» **TASK LIST**
**1.** In the article on vaccination, in what year did the Food & Drug Administration approve the polio vaccine?
**2.** Print the vaccination article from "So why don’t" down to "in public health.".
**3.** Rewrite the paragraph of the vaccination article that begins "At the turn of the last century" in fewer words, keeping its main facts.

» **EXTRACT TO READ**

-=-=-

Cost and side effects are minimal and vaccines save lives.

Dr. Richard Raymond 1, Consultant

November 23, 2019

4 Min Read
Don't procrastinate, let's vaccinate

Vaccines save lives; pure and simple. Side effects are minimal, and costs are minimal.

So why don’t we use them more often? I have no idea.

Seventy years ago parents lived in fear that their child might be the next one in the iron lung, being treated for poliomyelitis.

Then, in 1956, the polio vaccine was approved by the Food & Drug Administration, one of the most important developments ever in public health.

Vaccines for diphtheria, pertussis, tetanus, measles, mumps, rubella, influenza, chicken pox, shingles, HPV and hepatitis followed.

At the turn of the last century, entering the 1900s, one out of every 10 caskets was occupied by a child less than five years of age.

Entering this century that number was one out of a hundred, the drop being mostly due to vaccines preventing fatal illnesses and antibiotics.

-=-=-

(Region pointing data)
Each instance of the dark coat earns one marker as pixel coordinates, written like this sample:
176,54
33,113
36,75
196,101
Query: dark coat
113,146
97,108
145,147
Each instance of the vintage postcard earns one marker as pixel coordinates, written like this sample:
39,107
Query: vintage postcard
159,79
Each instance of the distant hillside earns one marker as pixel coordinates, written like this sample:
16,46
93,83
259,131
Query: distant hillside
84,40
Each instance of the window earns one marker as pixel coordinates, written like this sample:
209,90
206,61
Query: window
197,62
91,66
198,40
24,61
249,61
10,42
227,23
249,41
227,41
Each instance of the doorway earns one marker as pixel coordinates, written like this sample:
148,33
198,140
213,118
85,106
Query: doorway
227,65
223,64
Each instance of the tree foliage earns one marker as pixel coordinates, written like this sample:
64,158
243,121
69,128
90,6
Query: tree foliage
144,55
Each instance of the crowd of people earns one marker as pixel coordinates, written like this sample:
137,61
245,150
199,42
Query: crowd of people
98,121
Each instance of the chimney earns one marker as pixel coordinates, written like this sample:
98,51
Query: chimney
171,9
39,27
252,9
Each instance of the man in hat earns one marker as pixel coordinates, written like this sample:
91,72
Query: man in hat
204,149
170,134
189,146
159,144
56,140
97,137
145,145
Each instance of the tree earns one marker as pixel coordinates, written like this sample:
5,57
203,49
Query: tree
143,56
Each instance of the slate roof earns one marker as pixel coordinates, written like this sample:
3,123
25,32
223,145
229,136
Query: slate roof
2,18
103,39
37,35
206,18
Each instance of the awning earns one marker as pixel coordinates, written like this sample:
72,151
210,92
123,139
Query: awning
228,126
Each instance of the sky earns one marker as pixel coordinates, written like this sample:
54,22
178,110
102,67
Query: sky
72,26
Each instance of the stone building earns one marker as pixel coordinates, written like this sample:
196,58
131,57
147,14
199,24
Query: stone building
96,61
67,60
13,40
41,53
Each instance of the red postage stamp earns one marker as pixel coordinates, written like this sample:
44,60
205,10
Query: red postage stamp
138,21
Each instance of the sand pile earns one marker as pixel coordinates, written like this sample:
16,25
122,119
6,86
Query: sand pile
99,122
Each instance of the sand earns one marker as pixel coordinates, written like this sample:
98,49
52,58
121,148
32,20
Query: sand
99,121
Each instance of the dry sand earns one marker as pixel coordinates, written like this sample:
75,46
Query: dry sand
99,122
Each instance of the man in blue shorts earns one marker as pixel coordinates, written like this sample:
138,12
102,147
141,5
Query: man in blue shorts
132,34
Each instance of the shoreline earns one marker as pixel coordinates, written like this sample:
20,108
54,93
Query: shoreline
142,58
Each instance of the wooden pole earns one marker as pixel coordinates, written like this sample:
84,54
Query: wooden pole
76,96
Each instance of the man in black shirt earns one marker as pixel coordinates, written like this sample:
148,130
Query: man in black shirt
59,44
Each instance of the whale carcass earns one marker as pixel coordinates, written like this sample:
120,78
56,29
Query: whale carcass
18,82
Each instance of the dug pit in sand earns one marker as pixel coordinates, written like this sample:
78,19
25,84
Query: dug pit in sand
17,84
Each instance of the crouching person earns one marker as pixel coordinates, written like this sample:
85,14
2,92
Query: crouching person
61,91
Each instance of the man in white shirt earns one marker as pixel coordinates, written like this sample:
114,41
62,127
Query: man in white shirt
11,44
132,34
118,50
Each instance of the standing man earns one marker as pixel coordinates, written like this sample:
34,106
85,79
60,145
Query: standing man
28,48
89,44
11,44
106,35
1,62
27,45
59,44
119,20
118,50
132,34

-=-=-

» **SOLUTIONS TO THE TASKS**
**1.** 1956

**2.**
So why don’t we use them more often? I have no idea.

Seventy years ago parents lived in fear that their child might be the next one in the iron lung, being treated for poliomyelitis.

Then, in 1956, the polio vaccine was approved by the Food & Drug Administration, one of the most important developments ever in public health.

**3.** Entering the 1900s, one in every 10 caskets held a child under five.